Transcribe the lines of the records starting with the one that has "[spot] the saree -- a pin for each instance." in it and ending with the last, and transcribe nothing else.

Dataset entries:
○ ○ ○

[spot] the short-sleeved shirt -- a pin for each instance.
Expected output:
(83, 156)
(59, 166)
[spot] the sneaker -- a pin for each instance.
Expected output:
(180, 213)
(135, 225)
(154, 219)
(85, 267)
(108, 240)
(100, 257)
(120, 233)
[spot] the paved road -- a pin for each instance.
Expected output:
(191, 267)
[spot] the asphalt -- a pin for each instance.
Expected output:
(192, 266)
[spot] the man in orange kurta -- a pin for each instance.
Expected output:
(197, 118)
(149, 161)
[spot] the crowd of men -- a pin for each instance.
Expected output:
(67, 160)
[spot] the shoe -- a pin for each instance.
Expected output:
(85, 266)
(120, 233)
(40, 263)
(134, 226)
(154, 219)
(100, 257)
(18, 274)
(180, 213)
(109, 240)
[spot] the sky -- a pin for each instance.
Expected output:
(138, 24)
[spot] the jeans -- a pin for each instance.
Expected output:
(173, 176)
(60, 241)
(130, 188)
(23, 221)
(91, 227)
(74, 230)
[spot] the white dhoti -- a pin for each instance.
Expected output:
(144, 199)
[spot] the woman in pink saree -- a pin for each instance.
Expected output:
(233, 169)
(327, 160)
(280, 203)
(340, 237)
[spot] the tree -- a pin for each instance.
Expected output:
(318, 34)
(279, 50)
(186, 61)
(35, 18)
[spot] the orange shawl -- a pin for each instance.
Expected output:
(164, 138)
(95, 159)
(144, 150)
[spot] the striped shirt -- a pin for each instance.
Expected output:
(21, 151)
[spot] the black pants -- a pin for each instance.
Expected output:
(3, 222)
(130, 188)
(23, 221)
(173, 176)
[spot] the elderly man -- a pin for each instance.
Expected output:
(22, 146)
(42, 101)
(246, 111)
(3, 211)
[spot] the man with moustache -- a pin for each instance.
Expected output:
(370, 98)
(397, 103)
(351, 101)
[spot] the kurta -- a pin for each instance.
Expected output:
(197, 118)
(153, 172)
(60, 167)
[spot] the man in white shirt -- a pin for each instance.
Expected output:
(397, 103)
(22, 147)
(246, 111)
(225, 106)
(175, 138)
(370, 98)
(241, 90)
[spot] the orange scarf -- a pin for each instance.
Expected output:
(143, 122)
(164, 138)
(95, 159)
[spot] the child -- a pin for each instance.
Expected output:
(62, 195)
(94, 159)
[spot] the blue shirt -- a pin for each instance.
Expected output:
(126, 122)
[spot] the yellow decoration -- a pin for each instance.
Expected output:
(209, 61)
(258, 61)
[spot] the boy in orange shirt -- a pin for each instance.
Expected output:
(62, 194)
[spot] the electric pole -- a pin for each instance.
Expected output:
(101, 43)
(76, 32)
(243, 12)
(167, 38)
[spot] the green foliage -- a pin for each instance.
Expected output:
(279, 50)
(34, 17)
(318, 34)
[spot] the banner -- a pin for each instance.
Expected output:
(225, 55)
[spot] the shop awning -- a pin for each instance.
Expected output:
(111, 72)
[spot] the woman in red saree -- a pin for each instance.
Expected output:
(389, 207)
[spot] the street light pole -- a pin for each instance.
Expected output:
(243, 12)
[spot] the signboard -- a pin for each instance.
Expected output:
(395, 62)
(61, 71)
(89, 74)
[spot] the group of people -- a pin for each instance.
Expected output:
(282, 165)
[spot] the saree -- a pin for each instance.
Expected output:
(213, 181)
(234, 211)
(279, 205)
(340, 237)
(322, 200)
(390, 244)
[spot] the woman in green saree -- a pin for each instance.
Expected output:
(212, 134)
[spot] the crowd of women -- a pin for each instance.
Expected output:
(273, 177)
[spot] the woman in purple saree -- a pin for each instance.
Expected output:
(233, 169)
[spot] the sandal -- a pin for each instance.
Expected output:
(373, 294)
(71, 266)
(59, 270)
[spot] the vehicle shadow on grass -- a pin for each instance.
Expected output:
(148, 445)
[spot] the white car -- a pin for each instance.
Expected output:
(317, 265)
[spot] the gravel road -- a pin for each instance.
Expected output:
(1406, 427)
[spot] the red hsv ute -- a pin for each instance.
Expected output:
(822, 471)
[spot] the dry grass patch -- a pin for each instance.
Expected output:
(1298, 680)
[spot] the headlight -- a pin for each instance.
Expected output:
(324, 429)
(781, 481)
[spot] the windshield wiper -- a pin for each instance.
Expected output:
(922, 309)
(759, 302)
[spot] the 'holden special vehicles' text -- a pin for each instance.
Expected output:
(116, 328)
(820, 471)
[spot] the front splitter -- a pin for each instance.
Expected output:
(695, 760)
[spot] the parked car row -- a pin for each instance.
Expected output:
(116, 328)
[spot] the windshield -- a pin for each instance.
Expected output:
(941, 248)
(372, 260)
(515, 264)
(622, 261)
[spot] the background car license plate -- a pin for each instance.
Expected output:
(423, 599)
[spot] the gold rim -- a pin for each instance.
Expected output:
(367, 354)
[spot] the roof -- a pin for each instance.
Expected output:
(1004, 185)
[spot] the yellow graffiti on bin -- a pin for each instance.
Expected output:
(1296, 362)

○ ○ ○

→ **Right answer**:
[spot] the saree -- a pin for each instance.
Expected output:
(213, 181)
(234, 211)
(279, 205)
(340, 237)
(322, 200)
(390, 244)
[spot] the woman in green saree -- a pin for each instance.
Expected output:
(212, 134)
[spot] the crowd of women -- a pin for each instance.
Expected output:
(273, 177)
[spot] the woman in purple saree -- a pin for each instance.
Expected output:
(233, 169)
[spot] the sandal -- a pin for each instance.
Expected output:
(373, 294)
(71, 266)
(59, 270)
[spot] the vehicle shadow on grass -- a pin for each instance.
Expected output:
(148, 445)
[spot] the white car -- a pin for each instance.
Expected output:
(317, 265)
[spot] the gravel road -- a pin for each instance.
Expected output:
(1406, 427)
[spot] the red hsv ute -- a pin for each instance.
Expected output:
(822, 471)
[spot] the dry grass patch -- a pin for each instance.
Expected output:
(1298, 680)
[spot] the headlight -- a pin for each instance.
Expected output:
(324, 429)
(781, 481)
[spot] the windshield wiper -- a pin for each instance.
Expected output:
(922, 309)
(759, 302)
[spot] the 'holden special vehicles' text -- a pin for each instance.
Expected output:
(116, 328)
(820, 471)
[spot] the front splitter -- a pin for each instance.
Expected output:
(695, 760)
[spot] the parked car row -- a pin for each instance.
Expected output:
(116, 328)
[spot] the windshield -- a pin for each instance.
Expected output:
(941, 248)
(372, 260)
(515, 264)
(622, 261)
[spot] the background car license plate -- a pin for each instance.
Expected output:
(423, 599)
[spot] the gold rim -- a pin for each instance.
Expected output:
(367, 354)
[spot] the roof -- a pin for each instance.
Expected output:
(1004, 185)
[spot] the yellow graffiti on bin -- a pin for each instance.
Expected output:
(1296, 362)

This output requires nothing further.